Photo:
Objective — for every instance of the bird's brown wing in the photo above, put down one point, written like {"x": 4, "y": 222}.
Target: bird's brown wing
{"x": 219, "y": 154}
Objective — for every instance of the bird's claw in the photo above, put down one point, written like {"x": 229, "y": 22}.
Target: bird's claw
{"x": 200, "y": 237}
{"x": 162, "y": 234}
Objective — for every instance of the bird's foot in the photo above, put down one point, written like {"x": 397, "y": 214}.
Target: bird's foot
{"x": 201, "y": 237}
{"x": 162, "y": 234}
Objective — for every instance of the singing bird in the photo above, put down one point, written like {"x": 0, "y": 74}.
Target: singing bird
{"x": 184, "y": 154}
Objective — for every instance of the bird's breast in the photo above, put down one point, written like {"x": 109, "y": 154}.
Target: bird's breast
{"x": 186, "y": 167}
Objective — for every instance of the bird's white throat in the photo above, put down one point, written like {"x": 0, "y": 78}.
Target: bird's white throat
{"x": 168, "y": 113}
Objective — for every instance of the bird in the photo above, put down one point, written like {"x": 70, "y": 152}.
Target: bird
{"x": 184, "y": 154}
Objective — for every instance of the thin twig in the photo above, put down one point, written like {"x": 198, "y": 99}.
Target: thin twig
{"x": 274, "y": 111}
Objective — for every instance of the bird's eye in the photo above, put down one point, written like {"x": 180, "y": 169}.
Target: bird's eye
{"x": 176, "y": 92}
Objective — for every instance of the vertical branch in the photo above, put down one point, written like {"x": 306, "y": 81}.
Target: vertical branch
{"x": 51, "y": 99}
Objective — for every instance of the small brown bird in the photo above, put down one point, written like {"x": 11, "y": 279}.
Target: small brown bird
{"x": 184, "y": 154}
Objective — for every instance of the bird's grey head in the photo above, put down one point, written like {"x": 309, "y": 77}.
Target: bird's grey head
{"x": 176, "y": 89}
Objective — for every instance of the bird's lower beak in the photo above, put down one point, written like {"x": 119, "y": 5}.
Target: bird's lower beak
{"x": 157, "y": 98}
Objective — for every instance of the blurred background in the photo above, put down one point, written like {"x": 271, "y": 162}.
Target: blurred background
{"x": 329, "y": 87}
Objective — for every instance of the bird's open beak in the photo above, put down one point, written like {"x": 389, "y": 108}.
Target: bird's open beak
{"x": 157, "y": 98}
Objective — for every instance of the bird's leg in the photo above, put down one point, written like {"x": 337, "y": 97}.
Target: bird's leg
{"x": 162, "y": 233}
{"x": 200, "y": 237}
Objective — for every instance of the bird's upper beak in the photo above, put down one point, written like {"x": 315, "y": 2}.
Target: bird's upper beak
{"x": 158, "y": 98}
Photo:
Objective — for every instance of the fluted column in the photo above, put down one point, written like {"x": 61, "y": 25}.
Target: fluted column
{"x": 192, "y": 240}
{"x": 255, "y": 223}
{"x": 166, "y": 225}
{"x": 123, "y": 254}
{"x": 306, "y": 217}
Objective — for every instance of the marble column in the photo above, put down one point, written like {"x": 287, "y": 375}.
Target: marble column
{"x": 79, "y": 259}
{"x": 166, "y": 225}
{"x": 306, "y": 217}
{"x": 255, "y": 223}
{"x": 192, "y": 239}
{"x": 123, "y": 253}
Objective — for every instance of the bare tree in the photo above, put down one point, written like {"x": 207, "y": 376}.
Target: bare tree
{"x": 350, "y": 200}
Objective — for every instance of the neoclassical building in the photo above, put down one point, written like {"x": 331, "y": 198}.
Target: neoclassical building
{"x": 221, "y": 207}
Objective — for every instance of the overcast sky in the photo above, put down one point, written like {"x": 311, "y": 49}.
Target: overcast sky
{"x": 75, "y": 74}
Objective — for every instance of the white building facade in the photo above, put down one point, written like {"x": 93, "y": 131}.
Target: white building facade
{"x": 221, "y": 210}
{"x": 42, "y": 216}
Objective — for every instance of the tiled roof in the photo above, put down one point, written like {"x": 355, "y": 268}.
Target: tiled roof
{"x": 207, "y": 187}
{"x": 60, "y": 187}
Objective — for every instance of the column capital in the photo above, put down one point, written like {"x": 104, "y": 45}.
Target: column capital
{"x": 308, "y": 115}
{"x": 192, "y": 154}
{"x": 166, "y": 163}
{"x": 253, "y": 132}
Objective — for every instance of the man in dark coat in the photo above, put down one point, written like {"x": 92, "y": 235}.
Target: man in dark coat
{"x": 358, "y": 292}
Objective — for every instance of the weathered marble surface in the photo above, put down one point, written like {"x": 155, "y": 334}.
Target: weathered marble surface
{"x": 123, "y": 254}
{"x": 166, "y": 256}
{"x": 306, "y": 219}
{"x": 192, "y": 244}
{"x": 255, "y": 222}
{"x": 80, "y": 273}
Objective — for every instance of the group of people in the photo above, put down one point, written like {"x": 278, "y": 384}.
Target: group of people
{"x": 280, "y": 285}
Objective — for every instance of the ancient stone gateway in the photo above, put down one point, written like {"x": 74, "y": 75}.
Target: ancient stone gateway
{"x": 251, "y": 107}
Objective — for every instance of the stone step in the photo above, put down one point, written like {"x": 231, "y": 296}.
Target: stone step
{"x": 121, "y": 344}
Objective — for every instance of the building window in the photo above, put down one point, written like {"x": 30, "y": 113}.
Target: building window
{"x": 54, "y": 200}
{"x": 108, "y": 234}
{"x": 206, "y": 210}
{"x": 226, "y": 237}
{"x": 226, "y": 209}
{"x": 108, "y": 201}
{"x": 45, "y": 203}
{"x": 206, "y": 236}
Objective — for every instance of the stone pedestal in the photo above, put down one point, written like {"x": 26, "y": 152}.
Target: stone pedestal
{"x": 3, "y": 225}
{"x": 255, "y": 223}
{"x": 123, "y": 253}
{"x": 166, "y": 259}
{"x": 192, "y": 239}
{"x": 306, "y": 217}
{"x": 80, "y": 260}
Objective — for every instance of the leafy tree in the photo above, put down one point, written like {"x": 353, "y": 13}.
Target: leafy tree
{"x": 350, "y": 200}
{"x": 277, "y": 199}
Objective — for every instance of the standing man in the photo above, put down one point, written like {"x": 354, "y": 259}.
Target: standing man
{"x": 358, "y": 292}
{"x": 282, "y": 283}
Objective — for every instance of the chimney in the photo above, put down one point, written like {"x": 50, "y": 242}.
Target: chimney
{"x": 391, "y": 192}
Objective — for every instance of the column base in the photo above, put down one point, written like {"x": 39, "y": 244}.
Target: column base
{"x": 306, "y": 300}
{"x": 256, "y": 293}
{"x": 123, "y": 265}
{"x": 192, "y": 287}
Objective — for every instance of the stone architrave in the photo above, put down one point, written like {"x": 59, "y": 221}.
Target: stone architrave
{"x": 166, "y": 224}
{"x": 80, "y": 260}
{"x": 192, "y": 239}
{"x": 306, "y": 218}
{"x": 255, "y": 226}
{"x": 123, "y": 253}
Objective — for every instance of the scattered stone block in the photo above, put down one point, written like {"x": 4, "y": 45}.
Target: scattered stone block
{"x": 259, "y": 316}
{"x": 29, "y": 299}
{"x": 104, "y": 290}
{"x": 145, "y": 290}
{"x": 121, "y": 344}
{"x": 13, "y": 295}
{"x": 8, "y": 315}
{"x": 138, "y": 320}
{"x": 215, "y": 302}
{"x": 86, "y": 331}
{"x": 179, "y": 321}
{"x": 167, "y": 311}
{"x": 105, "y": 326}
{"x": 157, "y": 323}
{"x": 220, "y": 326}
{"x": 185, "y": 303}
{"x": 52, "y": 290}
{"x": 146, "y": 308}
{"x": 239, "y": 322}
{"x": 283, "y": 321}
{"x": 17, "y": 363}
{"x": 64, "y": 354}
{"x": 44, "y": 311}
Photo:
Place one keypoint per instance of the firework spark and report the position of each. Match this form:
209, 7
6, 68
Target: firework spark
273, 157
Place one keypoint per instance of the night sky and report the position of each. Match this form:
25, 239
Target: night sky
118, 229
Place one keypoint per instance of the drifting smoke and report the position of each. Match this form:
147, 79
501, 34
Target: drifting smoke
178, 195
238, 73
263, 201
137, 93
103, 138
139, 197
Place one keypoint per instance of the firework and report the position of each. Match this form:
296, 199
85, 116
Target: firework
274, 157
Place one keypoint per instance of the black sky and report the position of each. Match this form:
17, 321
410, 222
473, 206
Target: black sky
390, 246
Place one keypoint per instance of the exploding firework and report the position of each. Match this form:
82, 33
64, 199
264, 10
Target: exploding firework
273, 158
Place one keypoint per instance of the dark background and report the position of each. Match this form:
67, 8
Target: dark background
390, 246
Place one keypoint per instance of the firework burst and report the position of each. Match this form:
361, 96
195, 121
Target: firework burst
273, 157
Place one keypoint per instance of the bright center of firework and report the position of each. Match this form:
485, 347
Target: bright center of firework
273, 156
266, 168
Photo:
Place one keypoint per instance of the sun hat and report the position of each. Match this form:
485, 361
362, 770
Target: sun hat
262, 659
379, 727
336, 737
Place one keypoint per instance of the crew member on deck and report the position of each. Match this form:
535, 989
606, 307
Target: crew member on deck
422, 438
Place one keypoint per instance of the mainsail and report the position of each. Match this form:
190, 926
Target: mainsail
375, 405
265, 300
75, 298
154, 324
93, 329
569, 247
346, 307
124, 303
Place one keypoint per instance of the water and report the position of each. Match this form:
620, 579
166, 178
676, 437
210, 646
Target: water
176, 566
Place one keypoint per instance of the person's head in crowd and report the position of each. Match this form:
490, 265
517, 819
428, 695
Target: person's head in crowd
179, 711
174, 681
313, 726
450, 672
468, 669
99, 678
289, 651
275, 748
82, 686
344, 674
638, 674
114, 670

# [WHAT THIS TASK INVOLVES]
Reproduce, word for word, every line starting at the line that contains "Place one keypoint per instance of the mainsail" and ending with the final line of the entries.

# [RESPONSE FOR THIS EXERCISE]
Place one keypoint per instance of the mainsail and report the position of each. Match this form:
190, 926
Target: mainsail
375, 405
265, 300
75, 298
154, 324
93, 329
569, 247
346, 307
124, 303
Place one keypoint per instance of the water and report the position of each. Match this form:
620, 579
166, 178
676, 437
210, 646
Target: water
176, 566
Place one keypoint per instance of the person's head in crowd and report the position of each. Match this form:
490, 265
517, 819
428, 695
Target: person's head in crowd
179, 711
174, 681
313, 726
450, 672
468, 669
99, 678
289, 651
275, 748
82, 686
344, 674
638, 674
114, 670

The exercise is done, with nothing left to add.